◆ **What is asked**:
Filter the records down to the lines that contain the string "fireplace", and copy each of those lines out.

Location identification entries
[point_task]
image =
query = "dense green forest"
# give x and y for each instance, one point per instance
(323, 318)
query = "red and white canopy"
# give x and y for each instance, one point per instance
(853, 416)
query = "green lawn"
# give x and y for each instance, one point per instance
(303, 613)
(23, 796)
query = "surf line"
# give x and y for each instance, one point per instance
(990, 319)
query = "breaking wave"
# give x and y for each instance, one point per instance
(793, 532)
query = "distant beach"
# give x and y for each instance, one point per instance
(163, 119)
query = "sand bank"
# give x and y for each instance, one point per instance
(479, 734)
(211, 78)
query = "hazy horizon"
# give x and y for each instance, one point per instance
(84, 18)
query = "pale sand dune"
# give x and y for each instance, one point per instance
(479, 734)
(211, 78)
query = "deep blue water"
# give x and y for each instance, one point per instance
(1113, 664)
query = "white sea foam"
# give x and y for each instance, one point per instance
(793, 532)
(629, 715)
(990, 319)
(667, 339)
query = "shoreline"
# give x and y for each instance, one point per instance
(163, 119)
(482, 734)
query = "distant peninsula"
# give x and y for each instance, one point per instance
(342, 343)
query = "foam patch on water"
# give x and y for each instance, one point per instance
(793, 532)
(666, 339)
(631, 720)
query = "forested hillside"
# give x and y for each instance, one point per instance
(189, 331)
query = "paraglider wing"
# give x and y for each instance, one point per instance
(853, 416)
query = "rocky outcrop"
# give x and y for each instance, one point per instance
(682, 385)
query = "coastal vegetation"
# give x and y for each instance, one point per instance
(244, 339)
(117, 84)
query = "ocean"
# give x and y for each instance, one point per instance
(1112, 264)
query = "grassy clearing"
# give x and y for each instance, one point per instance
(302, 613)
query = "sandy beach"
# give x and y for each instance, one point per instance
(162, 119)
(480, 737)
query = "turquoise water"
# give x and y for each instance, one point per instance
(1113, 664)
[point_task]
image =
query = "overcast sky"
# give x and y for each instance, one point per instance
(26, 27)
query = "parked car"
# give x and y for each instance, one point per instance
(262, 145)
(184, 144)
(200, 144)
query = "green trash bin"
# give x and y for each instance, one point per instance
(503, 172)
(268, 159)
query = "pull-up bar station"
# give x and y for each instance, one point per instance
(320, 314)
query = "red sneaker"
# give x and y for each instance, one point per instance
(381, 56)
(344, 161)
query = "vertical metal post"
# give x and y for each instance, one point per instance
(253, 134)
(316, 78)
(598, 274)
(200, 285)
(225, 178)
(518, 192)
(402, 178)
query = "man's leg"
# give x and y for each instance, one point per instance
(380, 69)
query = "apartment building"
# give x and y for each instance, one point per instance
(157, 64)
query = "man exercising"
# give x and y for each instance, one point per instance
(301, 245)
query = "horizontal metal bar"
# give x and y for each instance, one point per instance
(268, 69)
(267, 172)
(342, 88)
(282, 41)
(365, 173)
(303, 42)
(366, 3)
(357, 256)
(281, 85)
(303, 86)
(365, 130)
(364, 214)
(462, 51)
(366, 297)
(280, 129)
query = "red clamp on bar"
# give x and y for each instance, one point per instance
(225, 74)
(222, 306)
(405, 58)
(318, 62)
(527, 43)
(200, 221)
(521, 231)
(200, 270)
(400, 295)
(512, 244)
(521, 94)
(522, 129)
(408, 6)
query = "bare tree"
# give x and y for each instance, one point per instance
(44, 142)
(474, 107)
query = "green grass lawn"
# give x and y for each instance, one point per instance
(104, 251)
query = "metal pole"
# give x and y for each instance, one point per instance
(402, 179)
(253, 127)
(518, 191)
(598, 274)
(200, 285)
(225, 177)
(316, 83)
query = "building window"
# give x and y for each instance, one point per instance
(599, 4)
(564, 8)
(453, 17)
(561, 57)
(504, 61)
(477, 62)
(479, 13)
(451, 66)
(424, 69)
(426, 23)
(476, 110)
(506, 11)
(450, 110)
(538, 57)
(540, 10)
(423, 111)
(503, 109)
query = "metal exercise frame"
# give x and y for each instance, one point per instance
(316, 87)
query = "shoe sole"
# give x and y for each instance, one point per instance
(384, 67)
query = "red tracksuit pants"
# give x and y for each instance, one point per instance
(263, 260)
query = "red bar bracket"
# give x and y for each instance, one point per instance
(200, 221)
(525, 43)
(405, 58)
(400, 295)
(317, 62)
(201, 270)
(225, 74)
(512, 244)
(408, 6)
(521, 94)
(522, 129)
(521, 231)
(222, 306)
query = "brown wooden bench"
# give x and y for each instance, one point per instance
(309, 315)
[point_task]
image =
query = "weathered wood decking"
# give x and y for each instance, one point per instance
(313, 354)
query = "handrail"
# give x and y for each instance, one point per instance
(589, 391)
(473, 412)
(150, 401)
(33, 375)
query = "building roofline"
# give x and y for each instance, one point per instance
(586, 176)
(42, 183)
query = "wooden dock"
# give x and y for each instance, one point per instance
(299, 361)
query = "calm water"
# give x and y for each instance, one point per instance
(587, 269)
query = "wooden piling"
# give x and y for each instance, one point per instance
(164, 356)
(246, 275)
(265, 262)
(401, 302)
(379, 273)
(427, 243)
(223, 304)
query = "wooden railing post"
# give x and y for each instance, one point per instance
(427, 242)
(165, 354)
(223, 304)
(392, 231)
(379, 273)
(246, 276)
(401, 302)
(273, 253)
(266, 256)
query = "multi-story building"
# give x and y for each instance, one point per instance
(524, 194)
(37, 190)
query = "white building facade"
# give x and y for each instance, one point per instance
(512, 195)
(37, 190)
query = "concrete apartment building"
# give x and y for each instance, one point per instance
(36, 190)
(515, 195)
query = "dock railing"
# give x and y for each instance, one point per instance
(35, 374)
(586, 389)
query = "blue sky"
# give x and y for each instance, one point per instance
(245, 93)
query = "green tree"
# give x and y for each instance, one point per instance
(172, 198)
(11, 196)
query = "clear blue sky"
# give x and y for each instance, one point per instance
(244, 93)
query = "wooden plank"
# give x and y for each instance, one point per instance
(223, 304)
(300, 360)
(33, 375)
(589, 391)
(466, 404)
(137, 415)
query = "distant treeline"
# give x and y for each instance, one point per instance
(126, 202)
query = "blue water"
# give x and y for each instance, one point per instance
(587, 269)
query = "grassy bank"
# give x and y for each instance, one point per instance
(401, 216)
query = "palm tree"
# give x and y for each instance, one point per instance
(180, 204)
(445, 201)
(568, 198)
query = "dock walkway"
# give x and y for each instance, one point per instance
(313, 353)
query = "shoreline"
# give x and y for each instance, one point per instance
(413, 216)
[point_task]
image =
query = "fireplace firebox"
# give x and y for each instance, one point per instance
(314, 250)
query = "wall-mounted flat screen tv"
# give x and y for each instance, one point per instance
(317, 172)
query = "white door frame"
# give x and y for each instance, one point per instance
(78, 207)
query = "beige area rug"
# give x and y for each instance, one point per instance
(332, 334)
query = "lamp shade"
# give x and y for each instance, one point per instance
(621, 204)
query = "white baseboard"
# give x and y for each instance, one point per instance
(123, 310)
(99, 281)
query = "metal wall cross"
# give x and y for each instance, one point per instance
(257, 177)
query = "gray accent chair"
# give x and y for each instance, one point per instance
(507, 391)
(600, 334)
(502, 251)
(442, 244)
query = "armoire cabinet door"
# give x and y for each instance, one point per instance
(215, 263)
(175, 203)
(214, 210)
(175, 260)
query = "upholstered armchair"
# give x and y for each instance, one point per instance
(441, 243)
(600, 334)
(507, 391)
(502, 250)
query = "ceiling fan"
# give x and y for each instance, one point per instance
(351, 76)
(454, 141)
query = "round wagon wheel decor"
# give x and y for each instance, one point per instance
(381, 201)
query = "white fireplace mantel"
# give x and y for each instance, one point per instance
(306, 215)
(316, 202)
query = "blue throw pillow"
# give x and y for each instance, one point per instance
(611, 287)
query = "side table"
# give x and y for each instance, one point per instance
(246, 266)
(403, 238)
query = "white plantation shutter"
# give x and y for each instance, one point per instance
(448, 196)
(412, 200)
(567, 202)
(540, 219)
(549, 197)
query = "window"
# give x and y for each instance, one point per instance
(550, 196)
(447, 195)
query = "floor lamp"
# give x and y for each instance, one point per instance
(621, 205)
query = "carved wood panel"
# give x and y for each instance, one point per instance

◆ **Answer to the problem**:
query = "fireplace firebox"
query = "white fireplace mantel"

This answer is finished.